▶ [TASK DESCRIPTION]
Convert every line of the items below into a single numbered list, omitting the blank lines.

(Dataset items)

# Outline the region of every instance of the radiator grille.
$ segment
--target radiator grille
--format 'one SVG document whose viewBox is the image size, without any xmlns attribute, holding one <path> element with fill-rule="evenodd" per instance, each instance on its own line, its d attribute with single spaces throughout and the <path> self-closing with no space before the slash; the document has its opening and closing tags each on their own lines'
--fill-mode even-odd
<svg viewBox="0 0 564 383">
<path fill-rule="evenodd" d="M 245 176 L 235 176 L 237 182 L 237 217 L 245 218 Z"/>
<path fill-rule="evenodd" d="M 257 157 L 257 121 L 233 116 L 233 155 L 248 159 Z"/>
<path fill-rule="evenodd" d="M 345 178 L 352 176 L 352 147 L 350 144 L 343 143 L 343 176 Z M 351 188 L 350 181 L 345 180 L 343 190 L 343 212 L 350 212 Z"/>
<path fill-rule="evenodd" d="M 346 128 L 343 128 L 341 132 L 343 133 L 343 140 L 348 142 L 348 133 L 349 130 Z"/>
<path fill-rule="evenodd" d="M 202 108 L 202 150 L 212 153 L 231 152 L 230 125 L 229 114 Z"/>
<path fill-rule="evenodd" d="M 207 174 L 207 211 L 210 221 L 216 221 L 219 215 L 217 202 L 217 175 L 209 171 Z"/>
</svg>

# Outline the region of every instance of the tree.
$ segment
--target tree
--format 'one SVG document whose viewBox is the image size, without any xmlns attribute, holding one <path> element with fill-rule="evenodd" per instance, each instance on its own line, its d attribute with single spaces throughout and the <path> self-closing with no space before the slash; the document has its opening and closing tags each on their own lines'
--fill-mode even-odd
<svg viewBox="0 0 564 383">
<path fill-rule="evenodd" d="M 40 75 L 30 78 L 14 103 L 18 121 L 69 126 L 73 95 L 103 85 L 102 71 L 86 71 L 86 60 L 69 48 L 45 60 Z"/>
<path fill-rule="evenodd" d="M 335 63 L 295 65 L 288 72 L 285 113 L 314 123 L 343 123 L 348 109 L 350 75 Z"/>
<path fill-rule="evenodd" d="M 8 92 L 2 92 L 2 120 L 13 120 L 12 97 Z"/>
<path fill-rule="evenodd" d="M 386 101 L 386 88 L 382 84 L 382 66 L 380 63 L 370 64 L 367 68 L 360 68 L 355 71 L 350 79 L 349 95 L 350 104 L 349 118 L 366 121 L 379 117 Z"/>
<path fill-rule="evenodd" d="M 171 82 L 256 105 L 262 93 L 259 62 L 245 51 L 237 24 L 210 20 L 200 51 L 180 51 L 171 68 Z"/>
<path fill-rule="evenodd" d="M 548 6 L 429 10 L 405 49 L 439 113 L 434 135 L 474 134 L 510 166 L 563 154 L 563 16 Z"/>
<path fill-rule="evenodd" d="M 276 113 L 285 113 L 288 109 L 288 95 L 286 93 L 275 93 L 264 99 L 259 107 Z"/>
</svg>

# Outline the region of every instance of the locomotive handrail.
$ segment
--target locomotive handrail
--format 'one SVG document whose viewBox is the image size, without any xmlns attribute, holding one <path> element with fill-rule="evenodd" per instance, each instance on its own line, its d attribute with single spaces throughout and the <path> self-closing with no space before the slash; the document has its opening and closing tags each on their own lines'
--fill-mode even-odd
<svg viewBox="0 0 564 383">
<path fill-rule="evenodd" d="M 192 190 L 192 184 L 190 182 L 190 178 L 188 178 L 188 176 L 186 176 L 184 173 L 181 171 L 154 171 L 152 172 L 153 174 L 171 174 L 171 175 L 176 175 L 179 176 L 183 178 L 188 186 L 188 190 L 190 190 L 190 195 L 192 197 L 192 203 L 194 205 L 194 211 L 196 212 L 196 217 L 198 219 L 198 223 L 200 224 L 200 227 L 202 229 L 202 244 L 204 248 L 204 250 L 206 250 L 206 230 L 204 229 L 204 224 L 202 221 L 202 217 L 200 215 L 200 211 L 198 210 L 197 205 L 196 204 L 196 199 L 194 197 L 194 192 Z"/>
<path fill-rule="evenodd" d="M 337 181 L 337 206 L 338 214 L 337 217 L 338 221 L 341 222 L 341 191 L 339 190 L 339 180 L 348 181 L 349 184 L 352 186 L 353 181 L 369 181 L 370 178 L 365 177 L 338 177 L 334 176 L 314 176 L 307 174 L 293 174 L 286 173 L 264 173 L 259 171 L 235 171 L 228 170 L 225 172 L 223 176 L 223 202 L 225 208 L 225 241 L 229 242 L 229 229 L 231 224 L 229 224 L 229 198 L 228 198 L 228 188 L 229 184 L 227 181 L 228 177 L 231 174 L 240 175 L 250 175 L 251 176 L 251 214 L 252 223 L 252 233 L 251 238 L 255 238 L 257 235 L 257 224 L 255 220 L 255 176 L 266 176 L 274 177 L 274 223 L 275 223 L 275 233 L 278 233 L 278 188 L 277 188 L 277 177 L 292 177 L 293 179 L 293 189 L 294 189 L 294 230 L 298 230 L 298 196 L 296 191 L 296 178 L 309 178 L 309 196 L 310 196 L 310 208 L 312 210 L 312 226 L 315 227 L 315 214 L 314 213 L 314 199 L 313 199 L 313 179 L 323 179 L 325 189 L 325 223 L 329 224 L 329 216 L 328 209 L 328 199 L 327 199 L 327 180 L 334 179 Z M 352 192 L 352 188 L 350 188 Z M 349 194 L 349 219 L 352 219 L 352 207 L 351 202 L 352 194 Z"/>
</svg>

▶ [TASK RESULT]
1. # Outline the region of every instance of the radiator grille.
2. $ segment
3. --target radiator grille
4. --format 'one SVG document whose viewBox is the image size, without any xmlns attribute, holding one <path> element with fill-rule="evenodd" per instance, each instance on its own line, its d attribute with single spaces throughout and the <path> self-closing with no space before the slash; the document has its opening and closing tags each on their own lines'
5. --fill-mode even-odd
6. <svg viewBox="0 0 564 383">
7. <path fill-rule="evenodd" d="M 245 176 L 235 176 L 237 182 L 237 217 L 245 218 Z"/>
8. <path fill-rule="evenodd" d="M 257 157 L 257 121 L 233 116 L 233 155 L 248 159 Z"/>
9. <path fill-rule="evenodd" d="M 345 178 L 352 176 L 352 147 L 350 144 L 343 143 L 343 176 Z M 351 188 L 350 181 L 345 180 L 343 190 L 343 212 L 350 212 Z"/>
10. <path fill-rule="evenodd" d="M 346 128 L 343 128 L 341 132 L 343 133 L 343 140 L 348 142 L 348 133 L 349 130 Z"/>
11. <path fill-rule="evenodd" d="M 202 108 L 202 150 L 212 153 L 231 152 L 230 125 L 229 114 Z"/>
12. <path fill-rule="evenodd" d="M 207 174 L 207 211 L 210 221 L 216 221 L 219 215 L 217 202 L 217 175 L 209 171 Z"/>
13. </svg>
14. # Outline the region of every instance of the tree.
15. $ segment
16. --target tree
17. --format 'one SVG document whose viewBox is the image size, without any xmlns attribute, holding one <path> element with fill-rule="evenodd" per instance, each instance on its own line, its d attribute with single spaces throughout and the <path> self-closing with no space before the slash; the document has its opening and closing tags each on their own lines'
18. --fill-mode even-odd
19. <svg viewBox="0 0 564 383">
20. <path fill-rule="evenodd" d="M 40 75 L 30 78 L 14 103 L 18 121 L 69 126 L 73 95 L 103 85 L 102 71 L 86 71 L 86 60 L 69 48 L 45 60 Z"/>
21. <path fill-rule="evenodd" d="M 335 63 L 295 65 L 288 72 L 285 113 L 314 123 L 343 123 L 348 109 L 350 75 Z"/>
22. <path fill-rule="evenodd" d="M 8 92 L 2 92 L 2 120 L 13 120 L 12 97 Z"/>
23. <path fill-rule="evenodd" d="M 386 101 L 386 88 L 382 84 L 382 66 L 380 63 L 370 64 L 367 68 L 360 68 L 355 71 L 350 79 L 349 95 L 350 104 L 349 118 L 366 121 L 379 117 Z"/>
24. <path fill-rule="evenodd" d="M 171 82 L 256 105 L 262 93 L 259 62 L 245 51 L 237 24 L 210 20 L 200 51 L 180 51 L 171 68 Z"/>
25. <path fill-rule="evenodd" d="M 548 6 L 429 10 L 405 49 L 439 113 L 434 135 L 474 134 L 510 166 L 563 154 L 563 16 Z"/>
26. <path fill-rule="evenodd" d="M 276 113 L 285 113 L 288 109 L 288 95 L 286 93 L 275 93 L 264 99 L 259 107 Z"/>
27. </svg>
28. # Outline the region of every instance of the locomotive handrail.
29. $ segment
30. --target locomotive handrail
31. --format 'one SVG document whose viewBox is the image size, without any xmlns attribute, holding one <path> element with fill-rule="evenodd" per instance, each instance on its own line, its d attribute with single spaces throughout and the <path> self-closing with no space before the slash; the document has its opening and closing tags each on their own lines'
32. --fill-mode even-odd
33. <svg viewBox="0 0 564 383">
34. <path fill-rule="evenodd" d="M 192 190 L 192 184 L 190 182 L 190 178 L 188 178 L 188 176 L 186 176 L 184 173 L 181 171 L 154 171 L 152 172 L 153 174 L 171 174 L 171 175 L 176 175 L 179 176 L 183 178 L 188 186 L 188 190 L 190 190 L 190 195 L 192 197 L 192 203 L 194 205 L 194 211 L 196 212 L 196 217 L 198 219 L 198 223 L 200 224 L 200 227 L 202 229 L 202 244 L 204 248 L 204 250 L 206 250 L 206 230 L 204 229 L 204 224 L 202 221 L 202 217 L 200 215 L 200 211 L 198 210 L 197 205 L 196 204 L 196 199 L 194 197 L 194 192 Z"/>
35. <path fill-rule="evenodd" d="M 337 181 L 337 206 L 338 214 L 337 217 L 338 221 L 341 222 L 341 191 L 339 190 L 339 180 L 348 181 L 349 184 L 352 186 L 353 181 L 369 181 L 370 178 L 365 177 L 338 177 L 334 176 L 314 176 L 307 174 L 293 174 L 286 173 L 264 173 L 259 171 L 235 171 L 228 170 L 225 172 L 223 176 L 223 202 L 225 208 L 225 241 L 229 242 L 229 229 L 231 224 L 229 224 L 229 198 L 228 198 L 228 188 L 229 184 L 227 181 L 228 177 L 231 174 L 240 175 L 250 175 L 251 176 L 251 214 L 252 223 L 252 233 L 251 238 L 255 238 L 257 235 L 257 224 L 255 220 L 255 176 L 266 176 L 274 177 L 274 223 L 275 223 L 275 233 L 278 233 L 278 188 L 277 188 L 277 177 L 292 177 L 293 179 L 293 189 L 294 189 L 294 230 L 298 230 L 298 196 L 296 191 L 296 178 L 309 178 L 309 196 L 310 196 L 310 208 L 312 210 L 312 226 L 315 227 L 315 214 L 314 213 L 314 199 L 313 199 L 313 179 L 323 179 L 325 189 L 325 223 L 329 224 L 329 216 L 328 209 L 328 199 L 327 199 L 327 180 L 334 179 Z M 352 192 L 352 188 L 350 188 Z M 349 194 L 349 219 L 352 219 L 352 207 L 351 202 L 352 194 Z"/>
36. </svg>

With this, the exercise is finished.